### What is required
Each record should be copied exactly into the answer, and no picture should go with it.

### Data section
------------------------
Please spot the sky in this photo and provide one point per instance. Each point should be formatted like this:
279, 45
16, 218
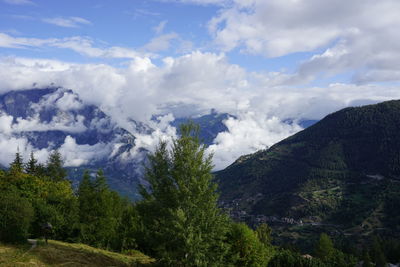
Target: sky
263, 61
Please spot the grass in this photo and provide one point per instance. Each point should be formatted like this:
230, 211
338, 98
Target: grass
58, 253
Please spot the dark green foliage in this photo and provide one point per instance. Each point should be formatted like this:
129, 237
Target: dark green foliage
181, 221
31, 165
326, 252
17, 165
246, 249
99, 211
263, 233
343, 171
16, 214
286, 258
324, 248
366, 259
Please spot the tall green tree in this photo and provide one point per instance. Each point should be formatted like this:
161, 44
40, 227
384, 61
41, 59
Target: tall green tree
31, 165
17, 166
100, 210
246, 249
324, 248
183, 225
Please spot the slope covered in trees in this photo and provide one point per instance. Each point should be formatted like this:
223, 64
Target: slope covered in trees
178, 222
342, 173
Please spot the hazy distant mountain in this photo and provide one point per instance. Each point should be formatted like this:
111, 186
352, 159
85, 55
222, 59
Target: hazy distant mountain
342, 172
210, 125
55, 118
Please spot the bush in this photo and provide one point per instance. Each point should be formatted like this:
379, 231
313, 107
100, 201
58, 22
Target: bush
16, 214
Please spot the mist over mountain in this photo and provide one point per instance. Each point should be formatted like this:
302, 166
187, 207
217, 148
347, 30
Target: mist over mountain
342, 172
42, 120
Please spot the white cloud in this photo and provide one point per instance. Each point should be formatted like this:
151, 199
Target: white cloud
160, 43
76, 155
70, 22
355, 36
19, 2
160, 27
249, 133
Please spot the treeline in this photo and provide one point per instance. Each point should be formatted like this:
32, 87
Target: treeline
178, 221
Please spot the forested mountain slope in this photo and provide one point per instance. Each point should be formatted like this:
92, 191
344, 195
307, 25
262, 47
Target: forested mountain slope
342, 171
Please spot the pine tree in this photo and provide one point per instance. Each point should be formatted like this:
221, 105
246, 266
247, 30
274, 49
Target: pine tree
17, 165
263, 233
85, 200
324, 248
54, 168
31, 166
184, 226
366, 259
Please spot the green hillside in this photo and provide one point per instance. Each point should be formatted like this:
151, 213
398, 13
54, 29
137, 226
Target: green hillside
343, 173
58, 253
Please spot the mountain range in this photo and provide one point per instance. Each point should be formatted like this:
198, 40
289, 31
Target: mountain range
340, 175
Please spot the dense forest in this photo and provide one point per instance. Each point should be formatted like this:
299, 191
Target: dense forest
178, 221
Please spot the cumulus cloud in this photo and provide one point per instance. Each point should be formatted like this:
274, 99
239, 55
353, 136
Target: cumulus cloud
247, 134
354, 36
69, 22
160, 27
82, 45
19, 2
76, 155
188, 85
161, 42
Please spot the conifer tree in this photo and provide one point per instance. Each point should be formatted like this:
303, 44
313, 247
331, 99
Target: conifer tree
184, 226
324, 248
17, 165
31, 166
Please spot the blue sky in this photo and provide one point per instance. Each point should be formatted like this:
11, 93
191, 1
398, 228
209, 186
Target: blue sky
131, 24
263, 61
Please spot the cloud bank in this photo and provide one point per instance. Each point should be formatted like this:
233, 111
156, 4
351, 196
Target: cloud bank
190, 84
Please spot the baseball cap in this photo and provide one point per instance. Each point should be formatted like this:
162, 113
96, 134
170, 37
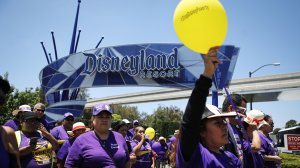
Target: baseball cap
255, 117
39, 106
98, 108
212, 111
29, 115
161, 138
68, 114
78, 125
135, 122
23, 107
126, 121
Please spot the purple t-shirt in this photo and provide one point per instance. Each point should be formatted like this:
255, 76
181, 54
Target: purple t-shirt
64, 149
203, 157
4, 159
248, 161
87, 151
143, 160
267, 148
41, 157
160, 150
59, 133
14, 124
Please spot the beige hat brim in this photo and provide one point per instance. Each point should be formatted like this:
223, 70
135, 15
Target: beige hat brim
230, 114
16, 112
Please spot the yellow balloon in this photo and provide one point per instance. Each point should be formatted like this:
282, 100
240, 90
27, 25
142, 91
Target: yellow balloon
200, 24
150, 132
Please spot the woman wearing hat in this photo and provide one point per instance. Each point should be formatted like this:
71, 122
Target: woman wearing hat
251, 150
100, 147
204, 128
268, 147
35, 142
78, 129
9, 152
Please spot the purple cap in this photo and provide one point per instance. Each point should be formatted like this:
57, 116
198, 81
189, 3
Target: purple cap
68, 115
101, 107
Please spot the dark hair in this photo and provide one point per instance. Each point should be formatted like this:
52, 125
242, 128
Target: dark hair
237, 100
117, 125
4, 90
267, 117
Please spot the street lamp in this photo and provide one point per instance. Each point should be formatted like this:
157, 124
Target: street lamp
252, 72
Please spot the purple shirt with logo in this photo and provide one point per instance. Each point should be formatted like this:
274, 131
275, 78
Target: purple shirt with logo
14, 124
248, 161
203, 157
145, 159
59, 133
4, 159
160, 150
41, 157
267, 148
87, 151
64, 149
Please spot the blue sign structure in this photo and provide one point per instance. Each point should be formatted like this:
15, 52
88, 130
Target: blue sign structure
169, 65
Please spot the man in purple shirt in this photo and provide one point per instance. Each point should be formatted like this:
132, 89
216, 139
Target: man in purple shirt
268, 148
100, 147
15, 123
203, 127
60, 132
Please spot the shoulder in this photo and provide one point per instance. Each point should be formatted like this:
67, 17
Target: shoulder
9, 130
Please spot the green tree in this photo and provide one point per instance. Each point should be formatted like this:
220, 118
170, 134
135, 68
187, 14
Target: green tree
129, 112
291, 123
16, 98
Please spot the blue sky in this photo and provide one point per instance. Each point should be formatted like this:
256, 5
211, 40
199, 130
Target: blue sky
------------------------
### Task response
Please spot the sky in this photo and provide one point per instance. Each point should be formatted like this:
279, 45
16, 218
Target: sky
263, 61
Please spot the grass in this photo and provide one point per instance. Each point should be formatted like this:
230, 211
338, 98
Target: grass
58, 253
Please spot the dark green foliage in this photo and provide one point per instance. Each point should be formatted like this:
129, 237
Target: dark green foliage
181, 221
31, 165
326, 252
17, 165
246, 249
99, 211
263, 233
343, 171
16, 214
286, 258
324, 248
366, 259
Please spot the tall green tree in this photo and provide one point per instance. Each point should be formatted like this:
161, 44
40, 227
384, 61
41, 59
Target: tall green tree
31, 165
17, 166
100, 210
246, 249
324, 248
183, 225
Please spot the slope covered in trees in this photo and provide one point per instance. Each point should be formatted like this:
223, 64
Target: slope covered in trees
178, 222
342, 173
Please spot the hazy distant mountain in this photo and provide one point per instance. Each point should be formatted like this:
111, 186
352, 159
85, 55
222, 59
Target: hazy distant mountain
342, 172
210, 125
55, 118
Please spot the bush in this photo and provide one point per instance. Each point should be formatted like this:
379, 231
313, 107
100, 201
58, 22
Target: bush
16, 214
Please spot the mist over mountain in this photo and provide one point per instance. Each point should be formatted like this:
302, 166
187, 207
217, 148
347, 30
Target: mist over mountain
342, 172
42, 120
Please spot the white cloud in this photo and provide one point per instance. Each point should be formatted like this:
151, 199
Target: white cloud
160, 43
76, 155
70, 22
355, 36
19, 2
160, 27
249, 133
Please spot the treeline in this photo and provide one point per instance. Each point should be formatted like this:
32, 87
Target: treeline
178, 221
Please spot the forested mountain slope in this photo and provide one point per instance. Each point should be formatted like this:
92, 191
344, 195
307, 25
262, 47
Target: forested mountain slope
342, 171
Please spot the pine tree in this photo and provide one point per instance. Each point should be formatted like this:
221, 105
246, 266
247, 30
274, 49
Target: pine tree
17, 165
263, 233
85, 200
324, 248
54, 168
31, 166
184, 226
366, 259
Please spot the green hillside in this photo and provide one point per instance. Each point should be formatted like this:
151, 213
398, 13
54, 29
137, 226
Target: green hillside
343, 173
58, 253
Please spot the mountain range in this photo and provide one point per instance. Each point should be formatted like this:
198, 40
289, 31
Target: mountain range
340, 175
Please spot the dense forest in this photo and provide one point per instance. Each point should be formatted like this:
299, 191
Target: dense forest
178, 221
Please spot the cumulus cloud in this photo and provide one point per instance. Each point should be formatted like this:
274, 99
239, 55
353, 136
Target: cumulus cloud
247, 134
354, 36
69, 22
160, 27
82, 45
19, 2
76, 155
188, 85
161, 42
Please spot the conifer tree in this photo and provide one point per instance. Each point should be formatted like this:
303, 44
313, 247
331, 99
Target: conifer tree
184, 226
324, 248
17, 165
31, 166
Please spot the blue sky in this photo and provide one point per instance. Each point should be formatted like this:
11, 93
191, 1
398, 228
209, 186
Target: blue sky
131, 24
263, 61
Please spot the cloud bank in this photo and provide one point per instance. Each point should be formatted like this:
233, 111
156, 4
351, 196
Target: cloud bank
190, 84
Please spot the baseball cap in this photo and provide one point per instance. Each point should be formatted like this:
162, 113
96, 134
170, 37
Target: baseball cap
255, 117
39, 106
98, 108
212, 111
29, 115
161, 138
68, 114
78, 125
135, 122
23, 107
126, 121
Please spot the purple t-shirt in this photo and provide one point per instance. Each point should be formatted like this:
255, 76
181, 54
Target: purple t-shirt
64, 149
203, 157
4, 159
248, 161
87, 151
143, 160
267, 148
41, 157
160, 150
59, 133
14, 124
Please spot the beige hat brim in this photo and provide one point per instance. Each point should be formatted like this:
223, 70
135, 15
Target: beige hat brim
230, 114
16, 112
Please spot the yellow balloon in this photo and provide one point per instance. Each point should be formatted like this:
282, 100
240, 90
27, 25
142, 91
Target: yellow balloon
200, 24
150, 132
Please spot the woman wearing hat in this photo and provide one point per instance. Each point should be formatted like this:
71, 122
Target: woman wearing hat
251, 150
100, 147
204, 128
268, 147
35, 142
78, 129
9, 152
Please spot the purple cap in this photo and provide one point per instance. Each point should be formatted like this:
57, 116
198, 81
189, 3
Target: purple cap
68, 115
101, 107
Please spot the dark hair in this photo and provide one point per instance. Each point should be formatted like this:
52, 125
242, 128
Target: dark hair
237, 100
117, 125
4, 90
267, 117
Please spot the street lamp in this photo and provide one point per instance. Each point should be formatted like this:
157, 124
Target: street lamp
252, 72
Please spot the purple shirt with logo in this photo and provide one point per instance. Each point should be formatted like this:
274, 131
275, 78
Target: purple shirt with logo
14, 124
248, 161
203, 157
145, 159
59, 133
4, 159
160, 150
41, 157
267, 148
87, 151
64, 149
Please spot the blue sign structure in this photo and provide one point per instance. Each point should be formatted like this:
15, 52
88, 130
Target: blue sign structure
169, 65
Please spot the man in purple shirt in this photo and provide one point per instance. Each point should be formatted like this:
132, 89
216, 139
Target: man in purple shirt
268, 148
100, 147
15, 123
203, 127
60, 132
Please spot the shoulder in this photo and provide one point per instance. Each point should be formatted like this:
67, 17
Target: shoulder
9, 130
Please spot the green tree in this photo and provide one point per instance. Each point should be formatted like this:
220, 118
170, 134
135, 68
187, 14
Target: green tree
129, 112
291, 123
16, 98
Please spot the blue sky in this photo and provide one point per instance. Each point should be formatted like this:
256, 5
211, 40
199, 130
Target: blue sky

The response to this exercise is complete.